(Raw records)
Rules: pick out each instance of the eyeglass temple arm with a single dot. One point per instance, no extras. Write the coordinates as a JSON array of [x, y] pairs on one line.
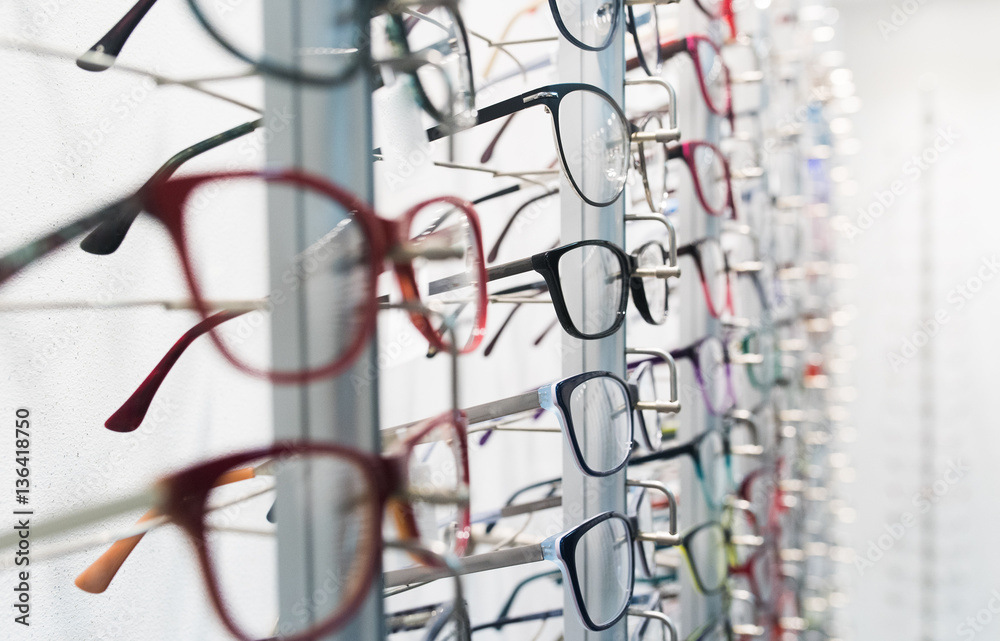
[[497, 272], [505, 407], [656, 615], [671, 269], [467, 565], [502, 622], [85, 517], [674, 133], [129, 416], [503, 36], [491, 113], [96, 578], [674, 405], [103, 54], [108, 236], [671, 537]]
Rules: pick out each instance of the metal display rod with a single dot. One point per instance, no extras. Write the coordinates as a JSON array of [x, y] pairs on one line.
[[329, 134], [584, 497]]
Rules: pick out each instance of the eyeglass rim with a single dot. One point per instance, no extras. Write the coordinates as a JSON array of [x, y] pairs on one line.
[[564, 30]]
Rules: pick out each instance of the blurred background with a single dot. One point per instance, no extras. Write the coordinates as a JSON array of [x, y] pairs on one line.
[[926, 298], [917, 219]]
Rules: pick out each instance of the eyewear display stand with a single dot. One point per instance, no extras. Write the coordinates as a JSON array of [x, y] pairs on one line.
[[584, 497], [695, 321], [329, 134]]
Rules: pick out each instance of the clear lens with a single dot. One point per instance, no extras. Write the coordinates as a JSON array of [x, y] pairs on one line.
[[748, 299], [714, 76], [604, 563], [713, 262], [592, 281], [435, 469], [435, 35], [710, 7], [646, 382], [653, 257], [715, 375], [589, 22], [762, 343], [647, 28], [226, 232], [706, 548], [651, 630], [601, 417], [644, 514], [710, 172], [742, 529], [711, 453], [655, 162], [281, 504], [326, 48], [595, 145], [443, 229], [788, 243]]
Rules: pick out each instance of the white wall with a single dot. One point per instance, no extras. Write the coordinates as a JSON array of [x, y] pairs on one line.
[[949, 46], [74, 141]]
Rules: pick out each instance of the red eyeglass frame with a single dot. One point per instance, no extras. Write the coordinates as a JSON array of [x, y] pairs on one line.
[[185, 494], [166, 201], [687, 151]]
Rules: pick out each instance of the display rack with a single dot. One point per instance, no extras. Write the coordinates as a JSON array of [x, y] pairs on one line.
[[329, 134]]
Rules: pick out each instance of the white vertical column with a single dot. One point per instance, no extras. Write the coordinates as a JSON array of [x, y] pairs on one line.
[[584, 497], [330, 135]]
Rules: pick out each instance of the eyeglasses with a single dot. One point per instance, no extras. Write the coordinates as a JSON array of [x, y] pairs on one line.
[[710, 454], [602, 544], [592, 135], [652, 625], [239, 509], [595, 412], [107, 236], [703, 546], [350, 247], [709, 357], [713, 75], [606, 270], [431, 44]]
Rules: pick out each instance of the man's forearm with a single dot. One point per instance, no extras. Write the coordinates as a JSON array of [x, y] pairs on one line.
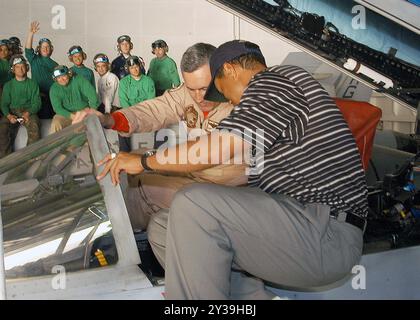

(What is asked) Above are records to transcribe exactly; leave their pictures out.

(Result of this task)
Rules: pick out each instance of the eyeglass temple arm with a single dot. One point per instance, no extras. Write the coordinates as a JSON array of [x, y] pairs on one line.
[[497, 272], [505, 407], [656, 615], [671, 269], [467, 565], [502, 622], [85, 517], [674, 133], [129, 416], [503, 36], [491, 113], [96, 578], [674, 405], [103, 54], [108, 236], [671, 537]]
Rules: pick out each instance of the metal display rod with a single dot. One point per instance, no extras. Write the coordinates as a JSON array of [x, y] pairs on one line.
[[329, 134], [584, 497]]
Rules: pick out each instance of the eyeglass rim with a single dot. One point per instance, no extras. Write the coordinates as a JSON array of [x, y] pairs on one line.
[[564, 30]]
Rules: pick out each instance of the blurred background with a single dot. One point per instance, no extras. Write the coordinates as a JSON array of [x, y] pairs on one line.
[[926, 298], [917, 219]]
Rules: pick out each instance of the eyewear display stand with a single dot. One point per instance, no extras. Write the coordinates as a JSON array of [x, y] pairs on one line.
[[584, 497], [695, 321], [329, 134]]
Rules: pick out each instance of the clear lens with a single dot. One point per instance, no extras. Write the coordinates as a JSON array of [x, y] pairs on one line.
[[748, 299], [714, 76], [604, 563], [713, 262], [592, 281], [435, 469], [435, 35], [710, 7], [646, 382], [653, 257], [715, 375], [589, 22], [762, 343], [647, 28], [226, 232], [706, 548], [651, 630], [601, 417], [644, 514], [710, 172], [742, 529], [711, 453], [655, 162], [281, 504], [326, 48], [595, 145], [443, 229], [788, 243]]
Rules: pick out each instance of the white wall with a single dot. One point per instance, no extras. Write the coordinates as a JSON array of [x, y] pairs on one line.
[[949, 46], [74, 141]]
Rules: pick out each instance of the red eyeglass frame with a single dot. One point per instance, no extras. Write the coordinates as a JSON array of [x, y] pairs on one line.
[[185, 494], [166, 201], [687, 151]]
Rules: pick out each instance of the display rack with a single dot. One point per instance, no extras. Write the coordinates as a JSON array of [x, y] pairs on one line.
[[329, 134]]
Rules: pick out each instance of the white vertical column with a single dot. One point per instance, no extras. Write the coordinates as a JSON array of [x, y] pairs on one line.
[[584, 497], [330, 135]]
Rules: pick out each instance of the eyeglasses with a single dot. One point per instance, no extras. Write the coordinates as a JSON array of [x, y] pairs on one line.
[[710, 454], [602, 544], [592, 135], [652, 625], [239, 509], [595, 412], [107, 236], [703, 546], [350, 247], [709, 357], [713, 75], [606, 270], [431, 44]]
Rules: pick out each instance of the man's forearm with a single dot. One point per instance, no extras. Write the coordinates as a JSON array of [x, y] pairs on one line.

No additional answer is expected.